Daisy Carter | Jackson Free Press | Jackson, MS

Daisy Carter

Photo by Acacia Clark

Photo by Acacia Clark

During college, Daisy Carter wanted to become an English teacher so she could teach the subject she loves and give back to Jackson Public Schools.

The south Jackson native graduated from Jackson State University in 2006 with a bachelor's degree in English. An 
internship with education organization Friends of Children of Mississippi in 2004 first piqued her interest in the nonprofit sector, but it was being a substitute teacher for JPS that drove the idea home.

She often found herself helping at-risk students, she says. "I said, 'Nonprofit is where I can really do more work in helping those who actually need it versus doing the academic work,'" she says.

Carter graduated from JSU in 2014 with a master's degree in public policy and administration. She took on her current role as the executive director of the National Council on Alcoholism and Drug Dependence of the Central Mississippi Area in 2015.

For Carter, organizations like NCADD are important because they can provide resources for those who suffer from addiction and their families.

"This is a disease, and this is not just something (that) people just can't put down," she says. "It is something that's a chemical imbalance. It is a disease. It's either because they have a traumatic experience that they're trying to work through, and they're using a substance like alcohol or drugs to cover up that trauma, or they may have a mental illness, and they're just feeding that mental 
illness, or trying to fix that mental illness with a substance abuse."

• **Dataset content**:
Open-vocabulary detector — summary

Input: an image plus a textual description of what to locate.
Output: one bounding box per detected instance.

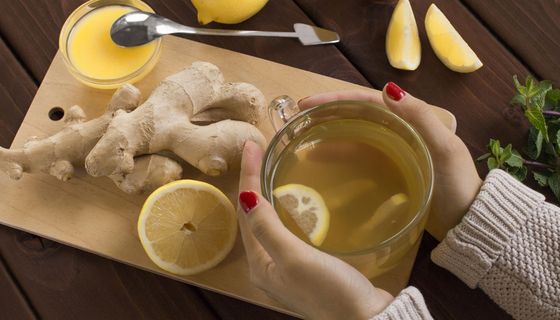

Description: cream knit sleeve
[432,170,560,320]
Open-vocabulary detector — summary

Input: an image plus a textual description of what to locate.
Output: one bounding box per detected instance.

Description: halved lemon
[138,180,237,275]
[425,4,482,73]
[385,0,422,70]
[272,183,330,246]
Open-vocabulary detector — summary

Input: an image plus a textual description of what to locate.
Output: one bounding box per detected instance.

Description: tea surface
[273,119,425,253]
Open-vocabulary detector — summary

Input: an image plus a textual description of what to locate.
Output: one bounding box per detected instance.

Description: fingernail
[385,82,406,101]
[298,96,309,106]
[239,191,259,213]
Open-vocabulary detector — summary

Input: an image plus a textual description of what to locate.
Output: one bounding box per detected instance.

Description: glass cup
[261,96,434,278]
[58,0,161,89]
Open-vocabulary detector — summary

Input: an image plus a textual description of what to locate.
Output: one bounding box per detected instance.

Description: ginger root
[85,62,266,177]
[109,154,183,194]
[0,85,140,181]
[0,62,266,193]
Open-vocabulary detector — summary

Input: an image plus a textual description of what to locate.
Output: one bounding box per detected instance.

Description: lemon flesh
[138,180,237,275]
[272,183,330,246]
[425,4,482,73]
[385,0,422,70]
[191,0,268,24]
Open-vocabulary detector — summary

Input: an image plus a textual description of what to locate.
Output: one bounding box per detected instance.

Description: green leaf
[506,148,523,168]
[546,89,560,111]
[500,143,512,163]
[547,172,560,200]
[525,76,539,98]
[507,166,527,181]
[513,75,525,95]
[533,171,548,187]
[486,158,498,170]
[476,152,492,161]
[509,94,525,109]
[489,139,502,158]
[525,106,549,142]
[527,128,543,160]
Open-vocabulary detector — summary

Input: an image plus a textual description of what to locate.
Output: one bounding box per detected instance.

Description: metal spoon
[107,11,340,47]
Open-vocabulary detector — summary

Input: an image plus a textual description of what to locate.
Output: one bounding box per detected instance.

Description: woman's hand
[299,82,482,241]
[237,141,393,320]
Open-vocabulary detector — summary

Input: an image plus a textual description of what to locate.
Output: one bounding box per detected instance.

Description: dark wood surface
[0,0,560,319]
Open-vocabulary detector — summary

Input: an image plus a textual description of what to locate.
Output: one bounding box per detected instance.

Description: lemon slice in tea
[272,183,330,246]
[424,3,482,73]
[138,180,237,275]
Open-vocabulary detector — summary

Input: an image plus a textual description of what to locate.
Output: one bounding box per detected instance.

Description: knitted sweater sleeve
[432,170,560,320]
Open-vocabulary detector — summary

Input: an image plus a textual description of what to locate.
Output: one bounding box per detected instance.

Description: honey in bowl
[68,5,156,80]
[59,0,161,89]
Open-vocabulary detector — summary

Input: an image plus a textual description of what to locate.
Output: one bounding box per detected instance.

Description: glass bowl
[59,0,161,89]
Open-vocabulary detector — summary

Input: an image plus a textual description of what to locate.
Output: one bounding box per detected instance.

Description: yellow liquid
[67,5,156,80]
[272,120,425,254]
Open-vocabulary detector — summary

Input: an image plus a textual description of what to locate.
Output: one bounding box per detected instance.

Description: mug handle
[268,95,300,131]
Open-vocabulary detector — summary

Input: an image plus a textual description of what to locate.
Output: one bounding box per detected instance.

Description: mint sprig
[477,76,560,201]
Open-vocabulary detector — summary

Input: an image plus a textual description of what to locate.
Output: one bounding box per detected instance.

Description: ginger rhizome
[85,62,266,177]
[0,62,266,193]
[0,85,140,181]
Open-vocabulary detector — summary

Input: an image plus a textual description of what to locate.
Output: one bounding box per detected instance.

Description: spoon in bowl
[111,11,340,47]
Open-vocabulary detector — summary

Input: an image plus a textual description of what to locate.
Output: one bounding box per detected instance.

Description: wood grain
[0,39,33,148]
[0,226,221,319]
[462,0,560,86]
[0,254,36,320]
[0,37,454,318]
[296,0,529,176]
[0,36,221,319]
[0,0,368,86]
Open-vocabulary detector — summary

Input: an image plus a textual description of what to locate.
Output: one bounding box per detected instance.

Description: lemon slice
[385,0,422,70]
[138,180,237,275]
[425,4,482,73]
[191,0,268,24]
[272,183,330,246]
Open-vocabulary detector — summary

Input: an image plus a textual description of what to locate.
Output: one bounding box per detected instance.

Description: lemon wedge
[191,0,268,24]
[425,4,482,73]
[272,183,330,246]
[138,180,237,275]
[385,0,422,70]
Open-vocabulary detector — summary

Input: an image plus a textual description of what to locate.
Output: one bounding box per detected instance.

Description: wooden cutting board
[0,37,456,315]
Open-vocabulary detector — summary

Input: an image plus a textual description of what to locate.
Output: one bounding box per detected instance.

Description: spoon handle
[161,19,298,38]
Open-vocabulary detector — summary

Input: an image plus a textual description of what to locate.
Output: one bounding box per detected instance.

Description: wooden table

• **Exercise set**:
1/ Copy the portion of the Daisy Carter profile starting with "She often found" and going on through "Area in 2015.".
2/ Carry on writing the Daisy Carter profile from its final line onward.

• **Exercise responses**:
1/
She often found herself helping at-risk students, she says. "I said, 'Nonprofit is where I can really do more work in helping those who actually need it versus doing the academic work,'" she says.

Carter graduated from JSU in 2014 with a master's degree in public policy and administration. She took on her current role as the executive director of the National Council on Alcoholism and Drug Dependence of the Central Mississippi Area in 2015.

2/
Carter's favorite part of her job is talking to families and 
walking them through the steps of treatment.

"We give them the options, the lay-down of what treatment looks like, what treatment looks like for them as a family, the cost that goes into it, the responsibility that the family has in helping that individual maintain their sobriety," she says.

Carter is the treasurer of the capital-area Sunset Rotary Club, which does volunteer activities through the metro area, mostly in Hinds County; an ambassador of the Greater Jackson Chamber Partnership, which does events for new businesses; a mentor for John Hopkins Elementary School; and sits on boards of coalitions that deal with substance abuse, such as the Mississippi Tobacco-Free Coalition; and is a board member of the McCoy house.

Jackson's schools need something like what she calls "home economics plus," she says, which would include education on 
substance abuse and mental-health issues. It would prepare them, not just for academics, but also for life after high school, she says.

"I think that would be something that's very useful and needed within the schools," Carter says.